§ **Text shown**:
= = = =

10 - Biological Diversity

from Part II - Principles And Rules Establishing Standards



The terms ‘biological diversity’ or ‘biodiversity’ are of relatively recent usage in international law. Until the 1980s, international instruments tended to address ‘wildlife’ or ‘wild fauna and flora’, and focused on species and habitats. ‘Biodiversity’ is a more inclusive term and can be considered in relation to three hierarchical categories which describe different aspects of living systems measured in different ways: genetic diversity; species diversity; and ecosystem diversity.

However measured, there is a scientific consensus that biodiversity is being lost. The 2015 Global Forest Resources Assessment indicated that 129 million hectares of forest have been lost since 1990, although the net rate of global deforestation slowed in that period. The 2010 third Global Biodiversity Assessment (GBO 3) recorded that more than 95 per cent of North American grasslands have been lost, and that savannah and grassland have suffered severe declines elsewhere. The GBO 3 also noted that terrestrial habitats have become highly fragmented, threatening the viability of many species and ecosystem services. The Millennium Ecosystem Assessment reported that about 20 per cent of the world's coral reefs have been destroyed and another 20 per cent degraded. In relation to species populations, the GBO 3 suggested that the population of wild vertebrate species fell by an average of 31 per cent globally between 1970 and 2006, with particularly severe declines in the tropics and in freshwater ecosystems. Much remains unknown about biodiversity – only a fraction of the species thought to exist have been described, and, as the Millennium Ecosystem Assessment acknowledged, ‘the extent of extinctions of undescribed taxa is unknown, the status of many described species is poorly known, it is difficult to document the final disappearance of very rare species, and there are time lags between the impact of a threatening process and the resulting extinction’.

= = = =

§ **Given entries**:

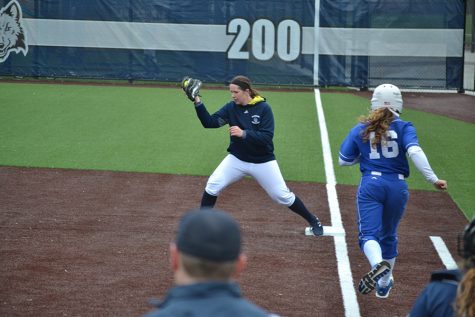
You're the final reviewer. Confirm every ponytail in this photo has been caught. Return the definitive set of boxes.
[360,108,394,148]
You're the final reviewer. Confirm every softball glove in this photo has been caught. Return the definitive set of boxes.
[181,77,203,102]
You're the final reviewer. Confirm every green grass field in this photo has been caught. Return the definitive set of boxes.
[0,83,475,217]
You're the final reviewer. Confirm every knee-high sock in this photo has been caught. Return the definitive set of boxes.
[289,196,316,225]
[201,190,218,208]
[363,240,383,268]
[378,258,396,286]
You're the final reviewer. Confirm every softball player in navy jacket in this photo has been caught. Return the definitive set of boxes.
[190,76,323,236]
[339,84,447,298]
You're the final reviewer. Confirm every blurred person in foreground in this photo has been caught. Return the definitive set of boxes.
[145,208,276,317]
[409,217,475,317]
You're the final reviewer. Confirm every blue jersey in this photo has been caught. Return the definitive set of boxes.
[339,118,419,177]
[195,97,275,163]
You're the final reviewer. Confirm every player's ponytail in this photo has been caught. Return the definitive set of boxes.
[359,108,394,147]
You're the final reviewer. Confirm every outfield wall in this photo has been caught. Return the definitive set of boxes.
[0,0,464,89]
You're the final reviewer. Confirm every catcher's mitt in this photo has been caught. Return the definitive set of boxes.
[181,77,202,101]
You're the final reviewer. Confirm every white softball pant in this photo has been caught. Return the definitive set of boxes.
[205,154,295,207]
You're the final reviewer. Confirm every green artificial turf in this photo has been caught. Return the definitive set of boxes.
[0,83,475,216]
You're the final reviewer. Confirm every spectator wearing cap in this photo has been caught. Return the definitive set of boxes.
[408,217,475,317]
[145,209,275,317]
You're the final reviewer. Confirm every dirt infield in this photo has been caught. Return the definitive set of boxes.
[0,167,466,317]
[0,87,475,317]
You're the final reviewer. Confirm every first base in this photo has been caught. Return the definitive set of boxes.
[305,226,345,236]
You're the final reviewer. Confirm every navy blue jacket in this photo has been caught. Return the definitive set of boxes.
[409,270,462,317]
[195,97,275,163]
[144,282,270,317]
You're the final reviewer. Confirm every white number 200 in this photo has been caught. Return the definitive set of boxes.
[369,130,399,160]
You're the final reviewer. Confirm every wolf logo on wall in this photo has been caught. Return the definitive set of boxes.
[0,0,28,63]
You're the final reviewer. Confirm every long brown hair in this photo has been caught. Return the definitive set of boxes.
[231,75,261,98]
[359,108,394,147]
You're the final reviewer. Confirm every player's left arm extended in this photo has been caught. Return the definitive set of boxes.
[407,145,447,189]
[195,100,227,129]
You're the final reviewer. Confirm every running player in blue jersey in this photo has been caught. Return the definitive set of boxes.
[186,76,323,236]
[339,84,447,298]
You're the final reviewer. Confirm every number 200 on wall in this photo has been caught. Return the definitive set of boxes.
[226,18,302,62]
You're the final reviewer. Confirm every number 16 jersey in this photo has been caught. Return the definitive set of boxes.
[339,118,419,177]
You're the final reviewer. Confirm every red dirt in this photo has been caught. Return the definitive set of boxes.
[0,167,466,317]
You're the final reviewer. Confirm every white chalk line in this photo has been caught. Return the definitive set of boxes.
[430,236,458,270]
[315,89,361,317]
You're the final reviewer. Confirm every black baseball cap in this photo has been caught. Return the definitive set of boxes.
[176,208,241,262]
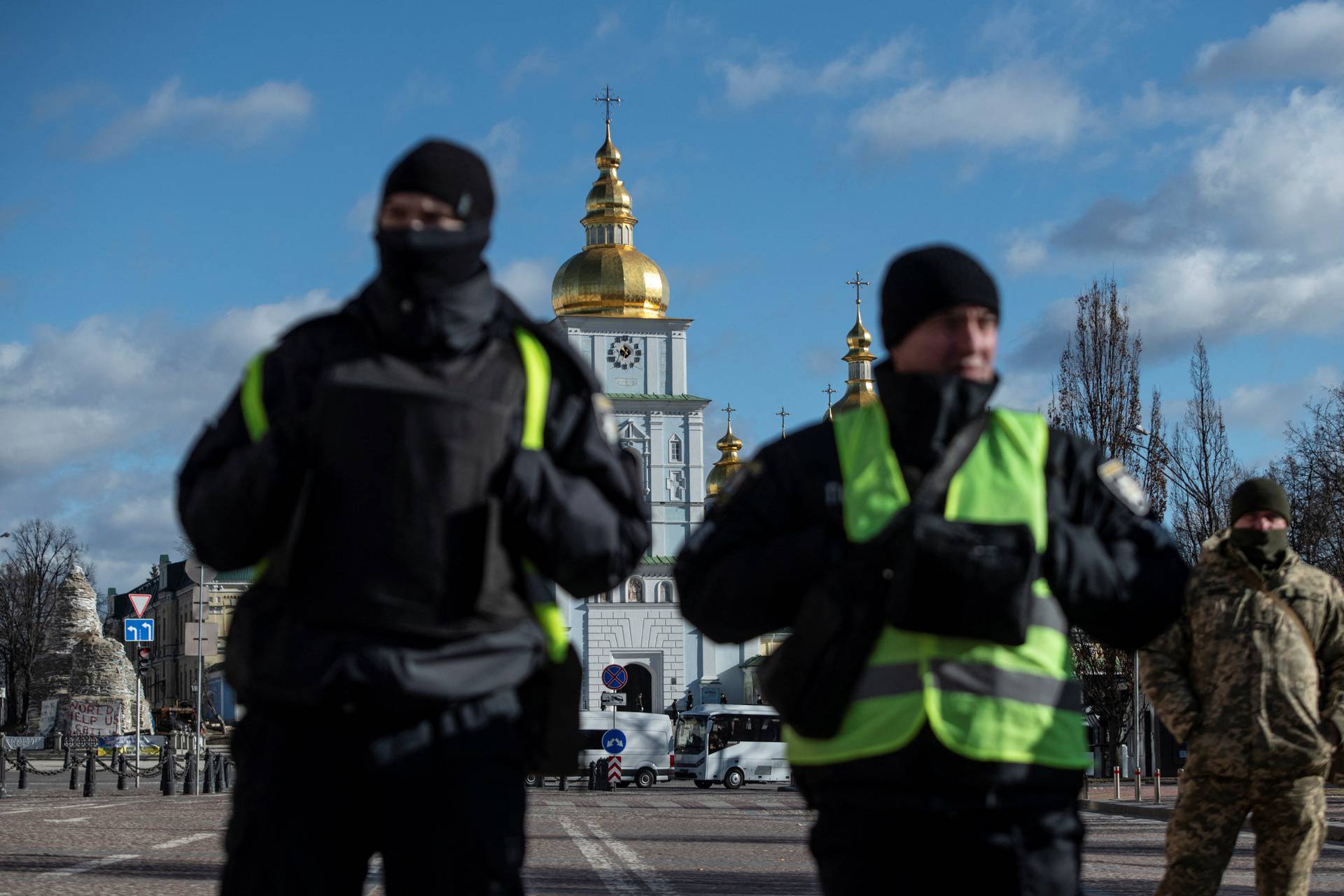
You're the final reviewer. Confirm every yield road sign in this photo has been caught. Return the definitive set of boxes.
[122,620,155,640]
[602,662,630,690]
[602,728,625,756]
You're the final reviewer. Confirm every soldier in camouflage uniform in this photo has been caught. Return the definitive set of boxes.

= = = =

§ **Activity list**:
A. According to the text on biological diversity, how many hectares of forest had been lost since 1990 by the time of the 2015 Global Forest Resources Assessment?
B. Write the next part of the text on biological diversity in international law, picking up after its final sentence.

§ **Expected responses**:
A. 129 million hectares.

B.
Reasons for conserving nature and biodiversity are essentially threefold. First, biodiversity provides an actual and potential source of biological resources including, for example, for use as food and feed, as well as for pharmaceutical, industrial and other applications. Second, biodiversity contributes to the maintenance of the biosphere in a condition that supports human and other life. This concept of ‘ecosystem services’ provided by biodiversity has become central to contemporary policy debates on the issue. Third, biodiversity conservation may be based on ethical, intrinsic, aesthetic and cultural considerations.